Page extract:
==========

Post

Some Resources

The Visible Ops Handbook, Continuous Delivery by Jez Humble & David Farley, Release It! by Michael Nygard, Effective DevOps by Jennifer Davis, Lean Software Development by Poppendieck, Web Operations by John Allspaw, The Practice of Cloud System Administration, The DevOps Handbook, Leading the Transformation - Applying Agile and DevOps Principles at Scale, The Phoenix Project
Dev2Ops Website
DevOps Days, Velocity
Newsletter
Infrastructures.org

What is DevOps?

The practice of operations and development engineers participating together in the entire service lifecycle, from design through the development process to production support.
Should tear down the walls between devs and ops
What is DevOps article

5 Levels

Values
Principles
Methods
Practices
Tools

Why DevOps?

Proven effective in improving both the IT and business outcomes.

High performing IT organizations deploy more frequently, fail less, and recover faster
Lean management and continuous delivery practices help deliver values faster
High performance is achievable whether your apps are greenfield, brownfield, or legacy.

Core Values - CAMS

The 4 fundamental values to bring to a devops implementation.

Culture - Avoid Dev vs Ops
Automation - popot
Measurement - MTTR, Cycle Time, Costs, Revenue
Sharing - Openess and transparancy drives Kaizen (Discrete continuous improvement)

That the word DevOps gets reduced to technology is a manifestation of how badly we need a cultural shift. --Patrick DeBois

See article, devops culture

Principles

The 3 Ways
Use the 3 ways to implement processes and standards suitable for your team.

Systems thinking

Focus on the overall outcome of the entire pipeline or value chain. (Compare to optimizing code without knowing the bottleneck) - Concept to Cash.
Use systems thinking when planning how to measure outcome.

==========

Data listing:

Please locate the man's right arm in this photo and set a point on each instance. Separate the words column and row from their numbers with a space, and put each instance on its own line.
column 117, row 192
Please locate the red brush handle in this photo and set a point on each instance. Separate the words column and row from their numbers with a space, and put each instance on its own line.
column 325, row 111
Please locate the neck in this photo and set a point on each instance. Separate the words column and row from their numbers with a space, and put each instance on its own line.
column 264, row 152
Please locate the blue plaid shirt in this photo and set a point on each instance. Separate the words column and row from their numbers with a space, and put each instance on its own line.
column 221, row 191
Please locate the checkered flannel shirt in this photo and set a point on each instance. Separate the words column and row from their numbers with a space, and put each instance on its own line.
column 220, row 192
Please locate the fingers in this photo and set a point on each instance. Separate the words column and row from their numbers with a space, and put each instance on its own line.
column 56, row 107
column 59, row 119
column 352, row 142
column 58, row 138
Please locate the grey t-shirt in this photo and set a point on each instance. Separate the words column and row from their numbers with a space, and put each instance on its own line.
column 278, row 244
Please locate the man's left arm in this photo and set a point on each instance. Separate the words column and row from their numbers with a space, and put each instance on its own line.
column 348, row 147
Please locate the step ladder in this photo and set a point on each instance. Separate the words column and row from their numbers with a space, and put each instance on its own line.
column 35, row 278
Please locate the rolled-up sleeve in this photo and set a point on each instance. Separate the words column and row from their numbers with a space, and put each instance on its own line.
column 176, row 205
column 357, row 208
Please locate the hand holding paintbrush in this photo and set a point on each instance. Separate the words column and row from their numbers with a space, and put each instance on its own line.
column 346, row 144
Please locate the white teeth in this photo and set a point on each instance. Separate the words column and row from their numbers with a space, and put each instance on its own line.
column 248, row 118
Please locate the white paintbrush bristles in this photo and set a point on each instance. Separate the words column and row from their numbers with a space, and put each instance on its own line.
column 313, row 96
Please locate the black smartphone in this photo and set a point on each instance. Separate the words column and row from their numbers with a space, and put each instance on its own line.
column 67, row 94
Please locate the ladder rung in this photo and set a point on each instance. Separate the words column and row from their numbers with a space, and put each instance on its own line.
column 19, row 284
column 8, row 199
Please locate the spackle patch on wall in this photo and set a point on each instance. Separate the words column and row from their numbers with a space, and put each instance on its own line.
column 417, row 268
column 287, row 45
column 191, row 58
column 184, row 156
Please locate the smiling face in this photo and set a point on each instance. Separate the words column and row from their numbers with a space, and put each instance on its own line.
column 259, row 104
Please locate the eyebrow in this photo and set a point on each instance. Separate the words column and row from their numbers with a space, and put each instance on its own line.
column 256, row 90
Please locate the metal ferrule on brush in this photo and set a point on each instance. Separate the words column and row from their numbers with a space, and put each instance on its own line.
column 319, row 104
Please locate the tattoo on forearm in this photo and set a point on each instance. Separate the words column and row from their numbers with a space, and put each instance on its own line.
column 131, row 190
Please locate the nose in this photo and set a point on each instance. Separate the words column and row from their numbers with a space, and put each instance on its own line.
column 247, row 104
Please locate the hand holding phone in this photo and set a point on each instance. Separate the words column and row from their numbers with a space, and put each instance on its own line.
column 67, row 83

==========

Tasks:
[a] List the five levels that the DevOps notes give under "5 Levels."
[b] In the DevOps notes, who is credited with the remark that the word DevOps gets reduced to technology?
[c] Write the next part of the DevOps notes, starting after their last line.

Results by task:
[a] Values, Principles, Methods, Practices, Tools

[b] Patrick DeBois

[c]
Amplifying feedback loops

Short, effective feedback loops are key to effective product development and operations

Culture of continuous experimentation and learning

Focus on doing and experimenting
Actively try what works and what doesn't
Typical sayings in this area is: Working code wins, if it hurts, do it more and fail fast.
No one technology is a silver bullet.

5 Most Prevalent devOps Methodologies

People over process over tools, Find responsible, define process and lastly find and imlement tools to solve the problem.
Continuous Delivery - Code, test and release continuously. See HP Case
Lean Management - Work in small batches, Work in progress limits, feedback loops, Vizualization. Has been proved to lead to better throughput and stability
Change Control - The Visible Ops Handbook. Operational success correlates with control over changes in environment. Eliminate fragile artifacts, create a repeatable build process, manage dependencies, create environment for continuous improvement.
Infrastructure as Code - Systems can and should be treated like code. Checked into source control, Reviewed, built, and tested.

10 Practices for DevOps Success

Chaos Monkey - Netflix blog
Blue/Green Deployment - Have two identical systems, where one is live. Update offline system, test and point live to it.
Dependency injection - Losely coupled dependencies. Check Fowler
Andon Cords - Anyone can halt the process when needed
The Cloud - Allows you to treat infrastructure like you would any other program component. API-driven control.
Embedded Teams - Add ops person to dev team and make dev team responsible for operations of their particular software.
Blameless Postmortems - See How complex systems fail paper
Public Status Page - Communication is the way for customers to keep trusting your service. See Transparent Uptime blog
Developers on Call - Responibility for services created. This tends to make sure core problem is resolved quickly instead of operations using workarounds.
Incident Command System - See Chapman

Tools

DevOps toolchain
Be careful when selecting tools. Each tool has a logistics tail
Criteria: Programmable, verifiable (events and metrics), well behaved (config in SCM-compatible format)

Culture and Communication

Wall of confusion - Impedence mismatch caused by DevTeam usually organized by app or business sector - Infra team often by technology stack. -> Ineffective -> Outsourcing -> New problems

Blameless Postmortems

A meeting that should be held within 48 hrs of the incident, if possible
Have a third party run the meeting
Goal is to avoid same or similar problems in the future
Make a description of the incident
Identify the root cause (five why's)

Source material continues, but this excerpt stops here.